#### TEXT
++++++

Capmarcon ist eine auf Nachhaltigkeitsmanagement und Unternehmensfinanzierung spezialisierte Beratungsgesellschaft. Capmarcon entwickelt Nachhaltigkeitsstrategien, erstellt Rahmenwerke und unterstützt bei ESG-Ratings. Das Unternehmen berät bei der nachhaltigen Kapitalbeschaffung, insbesondere in den Bereichen Green, Blue, Social, Sustainable oder ESG-Financing.

Nichtsdestotrotz entfällt laut Capmarcon fast ein Fünftel des bisherigen neuen Transaktionsvolumens in diesem Jahr auf das sognannte Sustainability-Linked Financing. „Die Erlöse werden nicht für nachhaltige Zwecke eingesetzt, sondern das Arrangement wird nur an das Erreichen einzelner Zielwerte seitens der Emittenten geknüpft. Sehr häufige Zielwerte-Kombinationen in den drei ersten Quartalen waren CO2-Emissionen, Zahl der Arbeitsunfälle und Frauenquoten“, heißt es bei den Experten von Capmarcon.

++++++

#### DATENAUSZUG
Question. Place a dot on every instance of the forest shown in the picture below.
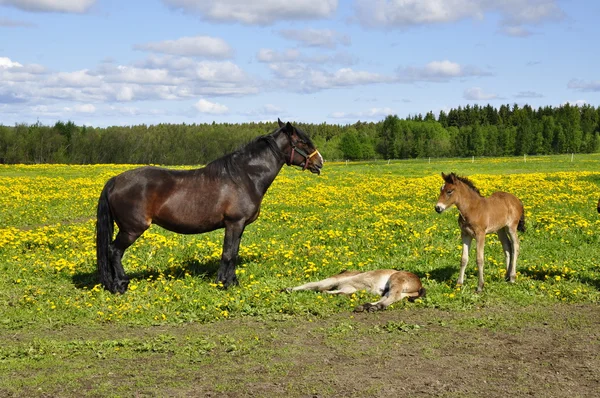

++++++

Schreibe aus dem Text über Capmarcon den Abschnitt von „Capmarcon ist eine“ bis einschließlich „Experten von Capmarcon.“ wortgetreu ab. Die Zeilen haben mit dem Text nichts zu tun.

Capmarcon ist eine auf Nachhaltigkeitsmanagement und Unternehmensfinanzierung spezialisierte Beratungsgesellschaft. Capmarcon entwickelt Nachhaltigkeitsstrategien, erstellt Rahmenwerke und unterstützt bei ESG-Ratings. Das Unternehmen berät bei der nachhaltigen Kapitalbeschaffung, insbesondere in den Bereichen Green, Blue, Social, Sustainable oder ESG-Financing.

Nichtsdestotrotz entfällt laut Capmarcon fast ein Fünftel des bisherigen neuen Transaktionsvolumens in diesem Jahr auf das sognannte Sustainability-Linked Financing. „Die Erlöse werden nicht für nachhaltige Zwecke eingesetzt, sondern das Arrangement wird nur an das Erreichen einzelner Zielwerte seitens der Emittenten geknüpft. Sehr häufige Zielwerte-Kombinationen in den drei ersten Quartalen waren CO2-Emissionen, Zahl der Arbeitsunfälle und Frauenquoten“, heißt es bei den Experten von Capmarcon.